* Exercise passage:

On ECT, Jack Nicholson and One Flew Over the Cuckoo’s Nest

David Laing DawsonBy Dr David Laing Dawson

In my addendum to Marvin’s blog last week I referenced Jack Nicholson in One Flew Over the Cuckoo’s Nest. I’m sure everybody got the reference. Some of those scenes are burned into the collective imagination. And I was a fan of both Ken Kesey’s novel and the movie. I say ‘was’, because as great as Nicholson’s performance, as great as Milos Forman’s direction, and Louise Fletcher’s acting, the movie may have played a minor role in the demise of the Mental Illness treatment system of North America and a return to incarceration in jails and prisons for thousands of the mentally ill, to say nothing of an unwarranted negative public reaction to ECT.  At least unwarranted since it has become more selectively and carefully used to treat only patients with severe illness not responding to medication.

The novel rose out of Mr. Kesey’s part time work as an attendant on the night shift of a Veteran’s Hospital, while taking part in a CIA sponsored experiment with psychedelic, hallucinogenic drugs, in the late 1950’s.

Movies are magic, and they play fast and loose with the truth. In the sound and fury of them, in our vicarious pleasure of escaping our bonds, seeking revenge, getting back the man or woman of our dreams, and saving the world, we often miss a few nuances and incongruities.

* What you are asked to do: Using the passage on ECT and One Flew Over the Cuckoo's Nest, state what part-time work Ken Kesey was doing when the novel arose.

* Data block:

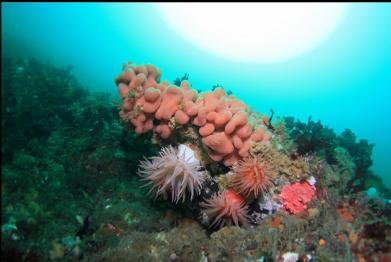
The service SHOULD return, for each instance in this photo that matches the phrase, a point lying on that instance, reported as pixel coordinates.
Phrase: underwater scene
(196, 132)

* Answer to this exercise: He worked as an attendant on the night shift of a Veteran's Hospital.